Aim of the task: Each line of the material below should be reproduced exactly.

Supplied records:
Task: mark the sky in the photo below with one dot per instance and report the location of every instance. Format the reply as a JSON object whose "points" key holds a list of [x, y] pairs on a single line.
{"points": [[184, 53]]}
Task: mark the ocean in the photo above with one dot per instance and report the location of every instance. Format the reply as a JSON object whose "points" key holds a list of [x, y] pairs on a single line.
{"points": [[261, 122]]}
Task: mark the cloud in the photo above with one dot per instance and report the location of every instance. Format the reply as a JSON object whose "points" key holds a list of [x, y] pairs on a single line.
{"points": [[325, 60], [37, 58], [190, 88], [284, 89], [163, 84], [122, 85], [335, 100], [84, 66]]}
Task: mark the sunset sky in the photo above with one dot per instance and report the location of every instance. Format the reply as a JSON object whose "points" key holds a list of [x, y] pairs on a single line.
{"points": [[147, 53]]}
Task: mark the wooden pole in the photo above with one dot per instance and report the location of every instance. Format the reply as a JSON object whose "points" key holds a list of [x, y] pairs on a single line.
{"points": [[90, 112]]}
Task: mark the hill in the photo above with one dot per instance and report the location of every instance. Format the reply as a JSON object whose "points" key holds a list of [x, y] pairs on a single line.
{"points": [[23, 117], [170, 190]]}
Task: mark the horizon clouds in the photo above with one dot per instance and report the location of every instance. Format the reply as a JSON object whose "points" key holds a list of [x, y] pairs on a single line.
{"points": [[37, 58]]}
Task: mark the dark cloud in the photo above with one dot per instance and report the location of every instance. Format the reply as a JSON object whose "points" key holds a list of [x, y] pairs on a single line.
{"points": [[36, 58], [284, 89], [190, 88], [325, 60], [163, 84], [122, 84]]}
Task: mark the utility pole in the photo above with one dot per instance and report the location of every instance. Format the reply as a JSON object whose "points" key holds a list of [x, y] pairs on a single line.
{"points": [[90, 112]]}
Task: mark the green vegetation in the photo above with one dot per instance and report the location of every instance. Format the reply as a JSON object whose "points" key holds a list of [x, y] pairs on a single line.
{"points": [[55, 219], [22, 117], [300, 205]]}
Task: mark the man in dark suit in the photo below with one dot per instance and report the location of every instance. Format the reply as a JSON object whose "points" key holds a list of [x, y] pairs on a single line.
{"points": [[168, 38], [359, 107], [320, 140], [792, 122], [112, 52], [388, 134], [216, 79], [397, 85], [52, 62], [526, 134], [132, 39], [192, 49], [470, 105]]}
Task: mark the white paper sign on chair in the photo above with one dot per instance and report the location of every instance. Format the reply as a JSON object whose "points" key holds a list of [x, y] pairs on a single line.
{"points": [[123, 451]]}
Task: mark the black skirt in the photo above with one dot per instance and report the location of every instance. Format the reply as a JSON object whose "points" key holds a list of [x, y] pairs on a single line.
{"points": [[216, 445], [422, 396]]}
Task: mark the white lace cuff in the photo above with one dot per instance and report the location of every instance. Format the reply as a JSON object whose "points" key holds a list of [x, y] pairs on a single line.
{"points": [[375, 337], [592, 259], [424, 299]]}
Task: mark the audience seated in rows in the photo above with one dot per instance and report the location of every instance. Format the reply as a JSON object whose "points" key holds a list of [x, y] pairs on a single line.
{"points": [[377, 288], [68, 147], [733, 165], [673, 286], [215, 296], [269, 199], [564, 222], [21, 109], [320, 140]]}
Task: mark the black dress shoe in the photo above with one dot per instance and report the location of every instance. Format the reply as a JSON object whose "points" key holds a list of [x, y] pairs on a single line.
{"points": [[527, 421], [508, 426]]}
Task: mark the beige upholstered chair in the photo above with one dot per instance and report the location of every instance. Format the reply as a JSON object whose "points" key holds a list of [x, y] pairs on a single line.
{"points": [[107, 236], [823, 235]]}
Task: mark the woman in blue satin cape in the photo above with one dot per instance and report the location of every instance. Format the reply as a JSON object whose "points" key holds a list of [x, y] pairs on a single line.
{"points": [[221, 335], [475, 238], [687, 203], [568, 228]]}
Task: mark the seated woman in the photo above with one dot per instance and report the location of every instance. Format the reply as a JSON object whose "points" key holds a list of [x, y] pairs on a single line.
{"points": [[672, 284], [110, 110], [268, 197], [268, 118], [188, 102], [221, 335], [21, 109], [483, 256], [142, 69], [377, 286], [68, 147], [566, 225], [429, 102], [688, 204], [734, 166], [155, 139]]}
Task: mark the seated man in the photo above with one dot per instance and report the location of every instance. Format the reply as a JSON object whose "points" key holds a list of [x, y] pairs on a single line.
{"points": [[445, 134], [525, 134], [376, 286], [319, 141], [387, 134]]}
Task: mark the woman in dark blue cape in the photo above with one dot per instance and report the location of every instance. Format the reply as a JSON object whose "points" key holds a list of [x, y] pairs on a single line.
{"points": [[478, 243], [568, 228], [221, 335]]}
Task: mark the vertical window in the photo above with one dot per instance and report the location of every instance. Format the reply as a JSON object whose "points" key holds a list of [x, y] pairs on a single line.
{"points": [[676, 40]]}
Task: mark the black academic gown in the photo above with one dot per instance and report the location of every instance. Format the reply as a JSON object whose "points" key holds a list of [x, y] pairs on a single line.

Reply:
Task: mark the sky in the photo below with one dot per instance and report the location of every instance. Format the reply as a JSON object whose "points" key holds a list of [x, y] pairs on a single line.
{"points": [[184, 53]]}
Task: mark the ocean in the photo above with one dot per instance and report the location of every instance. Format the reply as a JSON object whose "points" key holds a list of [x, y] pairs on a single line.
{"points": [[261, 122]]}
Task: mark the cloud in the photo above with one dot per instance and report the location of every instance. Format the reply as a JSON object whose "points" key holds a list of [x, y] pairs on a single line.
{"points": [[325, 60], [37, 58], [190, 88], [284, 89], [163, 84], [122, 85], [335, 100], [84, 66]]}
Task: mark the sunset sky in the photo above with one dot per instance and report the location of every instance. Format the reply as a JSON object whose "points" key holds a list of [x, y] pairs on a single line.
{"points": [[147, 53]]}
Task: mark the wooden pole in the photo above with one dot per instance and report the location of every instance. Format the reply as a JSON object whose "points" key holds a list of [x, y] pairs on a single line.
{"points": [[90, 112]]}
Task: mark the hill in the photo above with one dot per instance and report the location of every instance. Format the reply as a JSON object whose "points" key holds a list of [x, y] pairs on a single line.
{"points": [[23, 117], [170, 190]]}
Task: mark the horizon clouds in the photo above with one dot per instance and report the location of every instance. Format the reply as a JSON object whose "points" key holds a list of [x, y] pairs on a single line.
{"points": [[37, 58]]}
Task: mark the dark cloud in the photo above with one dot per instance and report the location of every instance. Format the reply as a JSON object whose "points" key holds a list of [x, y] pairs on a single line.
{"points": [[36, 58], [284, 89], [190, 88], [325, 60], [163, 84], [122, 84]]}
Task: mark the utility pole in the photo above with one dot per instance and report the location of every instance. Format the reply as a JSON object whose "points" key holds a list of [x, y] pairs on a single line.
{"points": [[90, 112]]}
Task: mark the green vegetation in the photo above with one dot per instance and report the location of every instance. Format the reply as a JSON object whose "points" key holds a list of [x, y] pairs on a single line.
{"points": [[55, 219], [22, 117], [300, 205]]}
Task: mark the man in dark suit in the photo below with one dot per instance and report the location of every instance. Format the reply as a JSON object whose "points" key holds a list of [x, y] pairs on a single line.
{"points": [[168, 38], [359, 107], [320, 140], [792, 122], [112, 52], [388, 134], [216, 79], [397, 85], [52, 62], [526, 134], [132, 39], [192, 49], [470, 105]]}
Task: mark the white paper sign on chair in the photo above with one dot per instance and report the location of every instance. Format the reply as a JSON object whose "points" key holds a list of [x, y] pairs on a single line.
{"points": [[123, 451]]}
Task: mark the black skirt in the photo above with one dot per instance and report the location of every instance. Format the reply as a JSON object whose "points" key holds a list of [x, y] pairs on a single line.
{"points": [[216, 445], [422, 396]]}
Task: mark the white lace cuff in the photo above with one dot per instance and report the location of every instance. Format the reply as a JSON object whose "points" key holds a list of [x, y] pairs on a single line.
{"points": [[375, 337], [592, 259], [424, 299]]}
Task: mark the audience seated in rows in the photo above with one dot per instance and report the location of every instance. Format the reply as a JSON object whose "points" key holds a list of [x, y] pairs on a single line.
{"points": [[377, 288], [68, 147], [733, 165], [673, 286], [215, 296], [269, 199], [564, 222], [21, 109], [320, 140]]}
Task: mark the black dress shoe in the photo above with one dot per instance and report the location of every instance. Format the reply as a JSON object whose "points" key holds a list of [x, y] pairs on a single line.
{"points": [[527, 421], [508, 426]]}
Task: mark the beige upholstered chair in the photo above with one dot per instance and report the location of every instance. Format the reply as a JSON object whose "points" key holds a list of [x, y] pairs on a single line.
{"points": [[107, 236], [823, 235]]}
Task: mark the woman in blue satin cape in the photo above with one dot per instance and report the location of every instance. Format the reply as a JSON object whose "points" key holds a list of [x, y] pairs on a single line.
{"points": [[221, 335], [475, 238], [687, 203], [568, 228]]}
Task: mark the seated woman in the photo above with one dot per instance and report the location of every instance. Format the reply as a JSON object whose "points" key holds a list of [x, y] pairs on a single line.
{"points": [[672, 284], [110, 110], [268, 197], [268, 118], [188, 102], [221, 335], [21, 109], [483, 256], [142, 69], [377, 286], [68, 147], [566, 225], [429, 102], [688, 204], [734, 166], [155, 139]]}
Task: mark the seated man in the photo above with one dot per instance and report the location of every instance. Format the reply as a JSON object whose "points" key holds a list of [x, y] pairs on a single line.
{"points": [[445, 134], [525, 134], [376, 286], [319, 141], [387, 134]]}
Task: mark the woman in dark blue cape in the photo above with one dot per instance and report the location of every instance. Format the reply as a JSON object whose "points" key holds a list of [x, y] pairs on a single line.
{"points": [[478, 243], [568, 228], [221, 335]]}
Task: mark the vertical window in the photo above with one dot per instance and report the location of every instance. Format the reply as a JSON object whose "points" key holds a list of [x, y] pairs on a single line.
{"points": [[676, 40]]}
Task: mark the black academic gown in the photo above with one dot per instance and report the location of every instance. Format the reply as a JSON object whose "points" key holds a list of [x, y] pairs on a single line.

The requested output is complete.